[Start of Attachment]

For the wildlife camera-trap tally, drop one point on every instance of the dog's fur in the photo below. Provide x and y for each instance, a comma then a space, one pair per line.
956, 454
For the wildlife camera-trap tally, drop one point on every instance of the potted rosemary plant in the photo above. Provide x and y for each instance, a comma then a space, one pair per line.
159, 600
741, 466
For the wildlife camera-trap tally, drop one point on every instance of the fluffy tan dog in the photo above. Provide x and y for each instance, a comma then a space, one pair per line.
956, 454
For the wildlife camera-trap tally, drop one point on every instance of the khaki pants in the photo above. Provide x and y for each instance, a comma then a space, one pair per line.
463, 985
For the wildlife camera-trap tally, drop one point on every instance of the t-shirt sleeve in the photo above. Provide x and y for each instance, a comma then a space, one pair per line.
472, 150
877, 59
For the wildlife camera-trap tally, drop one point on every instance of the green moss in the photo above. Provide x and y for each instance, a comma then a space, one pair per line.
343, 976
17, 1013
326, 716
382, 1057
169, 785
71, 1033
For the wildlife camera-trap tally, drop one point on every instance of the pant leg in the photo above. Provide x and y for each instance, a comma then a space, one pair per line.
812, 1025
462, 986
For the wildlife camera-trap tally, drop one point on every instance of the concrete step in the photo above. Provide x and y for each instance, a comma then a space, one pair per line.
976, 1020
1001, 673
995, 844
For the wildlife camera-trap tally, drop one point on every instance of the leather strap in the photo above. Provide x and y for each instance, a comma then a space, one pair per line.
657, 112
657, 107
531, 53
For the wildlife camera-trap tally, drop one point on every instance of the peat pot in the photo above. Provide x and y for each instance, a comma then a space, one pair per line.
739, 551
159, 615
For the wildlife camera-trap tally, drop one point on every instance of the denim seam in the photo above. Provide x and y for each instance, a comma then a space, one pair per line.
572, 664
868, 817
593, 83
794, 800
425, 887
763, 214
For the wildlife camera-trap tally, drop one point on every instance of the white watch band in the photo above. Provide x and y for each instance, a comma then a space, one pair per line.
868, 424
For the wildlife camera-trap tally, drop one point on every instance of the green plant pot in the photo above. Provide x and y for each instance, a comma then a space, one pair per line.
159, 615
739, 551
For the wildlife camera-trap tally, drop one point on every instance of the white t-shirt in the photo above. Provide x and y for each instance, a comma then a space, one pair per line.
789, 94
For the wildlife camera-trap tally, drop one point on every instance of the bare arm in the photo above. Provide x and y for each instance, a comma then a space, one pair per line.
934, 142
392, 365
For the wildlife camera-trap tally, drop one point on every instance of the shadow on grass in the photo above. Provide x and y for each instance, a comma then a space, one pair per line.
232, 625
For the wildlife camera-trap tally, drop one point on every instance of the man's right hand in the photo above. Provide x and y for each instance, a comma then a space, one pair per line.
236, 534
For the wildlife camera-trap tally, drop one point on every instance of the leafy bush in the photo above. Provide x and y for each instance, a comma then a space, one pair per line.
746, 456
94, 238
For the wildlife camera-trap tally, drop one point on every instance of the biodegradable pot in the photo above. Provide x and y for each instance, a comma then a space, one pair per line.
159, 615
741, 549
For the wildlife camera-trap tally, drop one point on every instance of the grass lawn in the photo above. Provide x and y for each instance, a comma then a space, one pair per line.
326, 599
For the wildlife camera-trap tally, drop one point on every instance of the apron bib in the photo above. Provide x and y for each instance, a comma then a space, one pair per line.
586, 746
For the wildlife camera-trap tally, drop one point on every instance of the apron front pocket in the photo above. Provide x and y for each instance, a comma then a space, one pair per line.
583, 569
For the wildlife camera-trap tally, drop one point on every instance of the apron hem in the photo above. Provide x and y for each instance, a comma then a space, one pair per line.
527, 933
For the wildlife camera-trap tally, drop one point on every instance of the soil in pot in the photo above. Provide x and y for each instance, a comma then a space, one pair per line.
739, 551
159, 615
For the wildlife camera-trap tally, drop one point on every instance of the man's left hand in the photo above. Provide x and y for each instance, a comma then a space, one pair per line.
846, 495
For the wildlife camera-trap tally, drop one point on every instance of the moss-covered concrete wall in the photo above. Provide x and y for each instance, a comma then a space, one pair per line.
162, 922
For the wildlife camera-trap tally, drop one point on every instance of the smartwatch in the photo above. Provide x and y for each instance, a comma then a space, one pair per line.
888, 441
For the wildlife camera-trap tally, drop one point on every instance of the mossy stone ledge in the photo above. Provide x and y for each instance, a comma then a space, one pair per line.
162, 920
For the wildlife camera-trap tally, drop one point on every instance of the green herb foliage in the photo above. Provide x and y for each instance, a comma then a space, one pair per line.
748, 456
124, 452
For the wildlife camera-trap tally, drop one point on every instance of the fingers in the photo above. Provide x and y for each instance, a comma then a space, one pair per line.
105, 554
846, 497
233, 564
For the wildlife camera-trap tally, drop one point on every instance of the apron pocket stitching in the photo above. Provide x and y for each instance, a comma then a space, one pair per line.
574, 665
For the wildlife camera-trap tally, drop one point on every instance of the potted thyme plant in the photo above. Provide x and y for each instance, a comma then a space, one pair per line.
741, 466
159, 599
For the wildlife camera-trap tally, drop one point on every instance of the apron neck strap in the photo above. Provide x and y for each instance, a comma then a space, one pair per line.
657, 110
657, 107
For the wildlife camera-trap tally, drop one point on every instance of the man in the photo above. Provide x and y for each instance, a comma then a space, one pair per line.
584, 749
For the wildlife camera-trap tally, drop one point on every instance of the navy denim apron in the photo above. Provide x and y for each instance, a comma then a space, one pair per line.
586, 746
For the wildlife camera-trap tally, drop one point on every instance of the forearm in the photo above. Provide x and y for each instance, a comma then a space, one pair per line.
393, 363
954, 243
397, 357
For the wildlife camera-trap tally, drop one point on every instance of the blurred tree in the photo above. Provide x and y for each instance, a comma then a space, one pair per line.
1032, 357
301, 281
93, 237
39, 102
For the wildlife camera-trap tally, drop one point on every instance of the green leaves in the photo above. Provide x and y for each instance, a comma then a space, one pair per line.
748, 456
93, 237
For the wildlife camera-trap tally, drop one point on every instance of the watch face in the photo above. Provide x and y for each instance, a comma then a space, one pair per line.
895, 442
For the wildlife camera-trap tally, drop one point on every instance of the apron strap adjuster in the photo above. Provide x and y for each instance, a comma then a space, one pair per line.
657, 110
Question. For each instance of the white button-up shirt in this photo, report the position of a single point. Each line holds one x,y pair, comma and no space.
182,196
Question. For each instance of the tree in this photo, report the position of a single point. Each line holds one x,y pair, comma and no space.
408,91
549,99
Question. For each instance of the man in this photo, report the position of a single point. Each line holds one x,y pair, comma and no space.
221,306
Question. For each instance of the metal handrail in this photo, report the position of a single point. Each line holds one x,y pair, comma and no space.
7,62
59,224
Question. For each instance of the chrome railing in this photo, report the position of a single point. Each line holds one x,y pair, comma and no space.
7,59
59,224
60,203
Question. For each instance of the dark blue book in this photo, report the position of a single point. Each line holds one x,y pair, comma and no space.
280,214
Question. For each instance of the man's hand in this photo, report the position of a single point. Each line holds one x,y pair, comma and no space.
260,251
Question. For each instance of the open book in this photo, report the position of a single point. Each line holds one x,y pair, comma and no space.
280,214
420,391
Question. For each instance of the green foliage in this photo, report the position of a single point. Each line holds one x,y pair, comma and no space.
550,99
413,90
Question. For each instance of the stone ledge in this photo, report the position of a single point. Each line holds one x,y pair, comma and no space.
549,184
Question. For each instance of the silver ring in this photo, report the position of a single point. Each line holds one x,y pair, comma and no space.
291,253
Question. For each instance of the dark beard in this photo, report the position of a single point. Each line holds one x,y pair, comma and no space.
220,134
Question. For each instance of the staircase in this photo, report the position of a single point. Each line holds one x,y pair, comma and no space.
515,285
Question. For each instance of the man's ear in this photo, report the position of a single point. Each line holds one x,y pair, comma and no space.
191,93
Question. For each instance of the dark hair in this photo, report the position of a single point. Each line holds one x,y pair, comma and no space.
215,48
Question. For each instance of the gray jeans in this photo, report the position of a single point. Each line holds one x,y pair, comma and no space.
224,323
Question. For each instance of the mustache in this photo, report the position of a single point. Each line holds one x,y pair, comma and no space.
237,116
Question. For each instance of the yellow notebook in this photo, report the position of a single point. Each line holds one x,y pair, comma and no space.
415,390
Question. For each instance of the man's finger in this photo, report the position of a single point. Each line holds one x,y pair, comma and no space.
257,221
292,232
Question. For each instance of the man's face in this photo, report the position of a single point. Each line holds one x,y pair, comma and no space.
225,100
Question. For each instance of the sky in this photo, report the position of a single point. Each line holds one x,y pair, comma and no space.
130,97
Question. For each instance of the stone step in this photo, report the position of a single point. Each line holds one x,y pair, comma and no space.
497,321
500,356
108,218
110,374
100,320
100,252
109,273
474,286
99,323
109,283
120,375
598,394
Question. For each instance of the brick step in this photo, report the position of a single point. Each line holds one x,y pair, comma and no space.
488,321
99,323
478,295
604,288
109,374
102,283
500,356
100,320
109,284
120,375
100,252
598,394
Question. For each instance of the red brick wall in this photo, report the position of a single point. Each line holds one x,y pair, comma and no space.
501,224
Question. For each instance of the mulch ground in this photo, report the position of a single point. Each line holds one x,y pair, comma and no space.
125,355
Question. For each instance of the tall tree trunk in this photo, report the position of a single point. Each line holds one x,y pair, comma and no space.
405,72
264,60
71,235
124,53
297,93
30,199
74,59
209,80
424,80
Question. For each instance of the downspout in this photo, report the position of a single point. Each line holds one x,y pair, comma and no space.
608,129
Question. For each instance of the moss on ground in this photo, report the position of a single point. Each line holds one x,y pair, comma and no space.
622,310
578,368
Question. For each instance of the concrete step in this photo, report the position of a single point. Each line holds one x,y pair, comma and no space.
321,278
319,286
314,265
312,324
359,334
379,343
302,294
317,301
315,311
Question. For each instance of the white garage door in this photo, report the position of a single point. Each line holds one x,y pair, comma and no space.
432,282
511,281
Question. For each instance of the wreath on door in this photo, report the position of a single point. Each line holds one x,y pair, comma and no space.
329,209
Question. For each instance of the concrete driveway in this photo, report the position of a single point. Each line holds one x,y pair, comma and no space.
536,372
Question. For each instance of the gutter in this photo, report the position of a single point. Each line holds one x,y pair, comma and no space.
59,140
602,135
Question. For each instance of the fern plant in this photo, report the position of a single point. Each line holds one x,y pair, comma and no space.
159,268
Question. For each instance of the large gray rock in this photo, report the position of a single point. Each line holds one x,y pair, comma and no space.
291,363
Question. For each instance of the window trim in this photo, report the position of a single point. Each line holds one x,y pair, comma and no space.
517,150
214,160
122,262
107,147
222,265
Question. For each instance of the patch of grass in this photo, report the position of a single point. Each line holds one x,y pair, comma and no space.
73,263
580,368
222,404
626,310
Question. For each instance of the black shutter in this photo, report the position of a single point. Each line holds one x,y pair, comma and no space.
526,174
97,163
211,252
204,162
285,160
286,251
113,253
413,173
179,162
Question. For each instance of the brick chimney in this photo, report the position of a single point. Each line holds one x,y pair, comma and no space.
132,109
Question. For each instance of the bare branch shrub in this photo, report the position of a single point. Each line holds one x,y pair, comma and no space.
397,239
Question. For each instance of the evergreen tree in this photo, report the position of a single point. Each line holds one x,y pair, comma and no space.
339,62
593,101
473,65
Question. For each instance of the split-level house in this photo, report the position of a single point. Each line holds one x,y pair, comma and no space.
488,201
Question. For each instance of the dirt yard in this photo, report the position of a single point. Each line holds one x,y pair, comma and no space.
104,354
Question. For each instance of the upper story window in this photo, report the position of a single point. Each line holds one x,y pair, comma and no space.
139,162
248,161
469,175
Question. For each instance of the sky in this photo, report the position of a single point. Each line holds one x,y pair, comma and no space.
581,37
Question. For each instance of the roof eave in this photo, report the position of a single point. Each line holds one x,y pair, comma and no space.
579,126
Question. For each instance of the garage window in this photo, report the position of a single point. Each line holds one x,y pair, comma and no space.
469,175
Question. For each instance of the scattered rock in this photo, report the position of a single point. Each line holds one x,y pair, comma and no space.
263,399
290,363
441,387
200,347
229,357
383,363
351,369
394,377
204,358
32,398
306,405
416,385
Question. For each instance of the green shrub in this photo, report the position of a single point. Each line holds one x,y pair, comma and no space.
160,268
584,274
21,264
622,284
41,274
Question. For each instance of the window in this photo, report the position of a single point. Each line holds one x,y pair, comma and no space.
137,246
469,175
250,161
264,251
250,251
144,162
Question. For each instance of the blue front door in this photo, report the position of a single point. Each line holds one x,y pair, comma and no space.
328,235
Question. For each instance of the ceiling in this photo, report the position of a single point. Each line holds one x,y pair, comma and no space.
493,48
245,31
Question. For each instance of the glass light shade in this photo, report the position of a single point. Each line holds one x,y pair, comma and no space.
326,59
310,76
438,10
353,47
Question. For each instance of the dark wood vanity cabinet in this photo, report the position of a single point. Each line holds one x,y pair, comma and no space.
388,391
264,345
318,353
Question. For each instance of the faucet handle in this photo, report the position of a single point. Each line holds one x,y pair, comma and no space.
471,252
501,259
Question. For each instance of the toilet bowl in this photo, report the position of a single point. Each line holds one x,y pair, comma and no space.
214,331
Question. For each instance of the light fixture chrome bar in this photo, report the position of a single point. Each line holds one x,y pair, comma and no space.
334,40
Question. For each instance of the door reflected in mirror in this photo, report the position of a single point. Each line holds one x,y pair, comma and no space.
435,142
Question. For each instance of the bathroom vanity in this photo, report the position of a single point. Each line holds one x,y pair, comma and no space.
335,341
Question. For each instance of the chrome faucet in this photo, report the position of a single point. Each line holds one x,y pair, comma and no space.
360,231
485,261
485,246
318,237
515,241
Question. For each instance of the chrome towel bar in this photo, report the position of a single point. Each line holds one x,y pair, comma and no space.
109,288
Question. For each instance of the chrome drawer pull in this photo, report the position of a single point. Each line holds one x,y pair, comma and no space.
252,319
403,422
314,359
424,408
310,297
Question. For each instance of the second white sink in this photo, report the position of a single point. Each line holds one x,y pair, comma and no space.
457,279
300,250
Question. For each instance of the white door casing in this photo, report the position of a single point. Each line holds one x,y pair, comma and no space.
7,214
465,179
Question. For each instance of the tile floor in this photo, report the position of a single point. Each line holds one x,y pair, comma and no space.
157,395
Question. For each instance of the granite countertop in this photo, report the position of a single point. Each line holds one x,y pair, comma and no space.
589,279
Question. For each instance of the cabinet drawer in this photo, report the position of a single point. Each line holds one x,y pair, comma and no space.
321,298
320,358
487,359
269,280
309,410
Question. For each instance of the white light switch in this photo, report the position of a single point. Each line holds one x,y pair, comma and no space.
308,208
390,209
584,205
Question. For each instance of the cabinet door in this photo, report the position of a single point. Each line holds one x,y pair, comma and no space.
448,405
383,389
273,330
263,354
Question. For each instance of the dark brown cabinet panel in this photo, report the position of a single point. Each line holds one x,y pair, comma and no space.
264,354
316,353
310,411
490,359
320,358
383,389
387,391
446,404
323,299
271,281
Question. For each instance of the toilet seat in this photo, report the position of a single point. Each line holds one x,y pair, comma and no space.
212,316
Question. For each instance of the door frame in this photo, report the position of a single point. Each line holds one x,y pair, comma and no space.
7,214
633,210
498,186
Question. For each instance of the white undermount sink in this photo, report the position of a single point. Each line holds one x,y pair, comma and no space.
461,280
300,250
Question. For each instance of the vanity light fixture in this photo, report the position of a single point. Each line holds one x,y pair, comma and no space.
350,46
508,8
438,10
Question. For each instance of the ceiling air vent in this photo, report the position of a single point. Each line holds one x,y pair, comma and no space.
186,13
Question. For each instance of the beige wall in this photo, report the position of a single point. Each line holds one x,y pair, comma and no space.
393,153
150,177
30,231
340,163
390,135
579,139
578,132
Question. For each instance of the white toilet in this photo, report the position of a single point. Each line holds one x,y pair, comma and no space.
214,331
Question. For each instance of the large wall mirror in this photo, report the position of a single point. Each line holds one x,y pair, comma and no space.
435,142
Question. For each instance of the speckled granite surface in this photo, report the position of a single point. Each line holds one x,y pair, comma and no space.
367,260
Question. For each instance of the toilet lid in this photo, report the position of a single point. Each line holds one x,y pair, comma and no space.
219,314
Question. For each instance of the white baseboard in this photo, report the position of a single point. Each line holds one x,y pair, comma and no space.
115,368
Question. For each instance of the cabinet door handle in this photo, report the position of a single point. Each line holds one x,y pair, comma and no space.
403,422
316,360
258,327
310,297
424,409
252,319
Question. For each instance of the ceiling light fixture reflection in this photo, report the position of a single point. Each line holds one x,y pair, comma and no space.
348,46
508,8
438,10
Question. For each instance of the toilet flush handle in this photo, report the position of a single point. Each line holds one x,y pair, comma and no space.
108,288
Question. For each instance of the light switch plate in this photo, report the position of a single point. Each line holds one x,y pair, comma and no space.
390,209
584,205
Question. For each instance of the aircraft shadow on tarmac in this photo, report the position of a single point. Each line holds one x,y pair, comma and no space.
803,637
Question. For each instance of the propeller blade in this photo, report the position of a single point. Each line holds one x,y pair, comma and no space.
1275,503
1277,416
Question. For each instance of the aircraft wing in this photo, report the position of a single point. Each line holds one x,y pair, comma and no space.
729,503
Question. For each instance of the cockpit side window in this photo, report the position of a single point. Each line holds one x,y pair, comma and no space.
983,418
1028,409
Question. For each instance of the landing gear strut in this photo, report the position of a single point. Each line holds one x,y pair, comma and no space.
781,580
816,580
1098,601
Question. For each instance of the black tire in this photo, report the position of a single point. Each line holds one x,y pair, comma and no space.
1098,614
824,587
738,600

[End of Attachment]

Problem: Transcribe exactly the line containing "Question. For each instance of the toilet flush" and all remaining lines of the material, ending with the last one.

Task solution:
Question. For each instance of the toilet flush handle in this photo, report the position of a single point. Each line holds one x,y pair, comma and no space.
108,288
Question. For each instance of the light switch plate in this photo, report the position of a single point. Each line holds one x,y pair, comma and no space.
390,209
584,205
Question. For each instance of the aircraft shadow on tarmac in this photo, report the position of a single point. Each line holds one x,y pair, comma and no space.
803,637
Question. For each instance of the propeller blade in this photo, report the position of a single point. Each line holds one x,y pair, comma and no space.
1275,503
1277,416
Question. For each instance of the aircraft wing in this photo, report the position of a single point. Each line holds one x,y pair, comma and no space.
729,503
Question. For each instance of the cockpit side window in this photo, report the position of a single point. Each line holds one x,y pair, comma and no space.
983,418
1028,409
Question. For each instance of the landing gear strut in this photo, report the position of a single point. Each line holds one x,y pair, comma and no space.
781,580
816,580
1098,601
Question. For each instance of the black tire in this photo, report the position of a single point. Each line holds one x,y pair, comma and no space.
1098,614
824,587
738,600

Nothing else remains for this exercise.